# TASK
Copy the rows below, switching each "traffic-flow assessment" to "motorsport review" and leaving everything else as it is.

-- START OF DATA PROVIDED --

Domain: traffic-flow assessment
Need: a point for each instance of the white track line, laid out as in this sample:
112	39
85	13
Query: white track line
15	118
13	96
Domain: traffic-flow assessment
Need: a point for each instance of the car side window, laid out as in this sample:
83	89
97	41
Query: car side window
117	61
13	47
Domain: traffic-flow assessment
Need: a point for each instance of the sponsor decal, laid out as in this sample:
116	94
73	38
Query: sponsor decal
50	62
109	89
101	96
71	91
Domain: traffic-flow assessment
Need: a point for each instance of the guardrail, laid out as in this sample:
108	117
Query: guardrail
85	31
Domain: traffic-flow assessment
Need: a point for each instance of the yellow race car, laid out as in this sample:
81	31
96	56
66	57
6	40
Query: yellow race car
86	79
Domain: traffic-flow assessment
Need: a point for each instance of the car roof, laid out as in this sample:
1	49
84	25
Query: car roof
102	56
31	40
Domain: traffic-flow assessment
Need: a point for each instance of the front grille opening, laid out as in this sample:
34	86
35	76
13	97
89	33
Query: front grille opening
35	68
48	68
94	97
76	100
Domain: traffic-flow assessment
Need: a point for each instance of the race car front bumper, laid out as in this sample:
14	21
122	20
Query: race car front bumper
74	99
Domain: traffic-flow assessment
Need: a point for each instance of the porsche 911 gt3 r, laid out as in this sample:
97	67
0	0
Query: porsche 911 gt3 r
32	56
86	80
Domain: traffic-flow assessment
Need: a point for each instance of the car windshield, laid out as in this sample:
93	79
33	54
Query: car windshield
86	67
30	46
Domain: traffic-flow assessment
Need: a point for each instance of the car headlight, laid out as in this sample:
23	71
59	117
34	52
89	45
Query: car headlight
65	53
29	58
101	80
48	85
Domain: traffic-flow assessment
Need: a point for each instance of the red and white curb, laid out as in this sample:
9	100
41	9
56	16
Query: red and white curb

-- END OF DATA PROVIDED --

# SOLUTION FOR THIS TASK
Domain: motorsport review
Need: a point for each instance of the white track line, laid out as in this sample:
112	39
85	13
Query: white track line
15	118
13	96
Domain: motorsport review
Need: a point for each instance of the car side window, laid out as in this sample:
83	89
97	41
Query: car side window
117	61
13	47
Domain: motorsport review
Need: a point for each instance of the sponsor decal, laid out as in this sample:
116	94
73	38
Query: sponsor decal
50	62
109	89
101	96
71	91
Domain: motorsport review
Need: a point for each instance of the guardrail, laid out as in this sample:
108	117
Query: guardrail
85	31
Domain: motorsport review
Need: a point for each instance of the yellow race car, laid out as in this sample:
81	31
96	56
66	57
6	40
Query: yellow race car
86	79
Domain: motorsport review
Need: a point for each instance of the car roof, laid out as in this sample:
1	49
84	25
Query: car roof
102	56
31	40
Domain: motorsport review
Need: a point for each instance of the front grille opening, laid out as in this sample:
34	86
35	76
13	97
89	33
Query: front grille opening
35	68
48	68
94	97
76	100
Domain: motorsport review
Need: a point for each instance of the race car front bumper, laid out as in this sample:
14	21
122	20
Query: race car front bumper
74	99
Domain: motorsport review
Need: a point for each instance of the porsche 911 gt3 r, laid out as in this sample:
97	67
0	0
Query: porsche 911 gt3 r
32	56
86	80
Domain: motorsport review
Need: a point for each instance of the car windshield, laid out as in this sample:
93	79
33	54
Query: car windshield
86	67
30	46
Domain: motorsport review
Need: a point for each instance of the car headlight, laid out as in this sample:
23	71
59	117
34	52
89	45
Query: car headlight
65	53
29	58
101	80
48	85
Domain: motorsport review
Need: a point for each instance of the red and white curb, laid out as in this sample:
9	100
41	9
56	16
Query: red and white curb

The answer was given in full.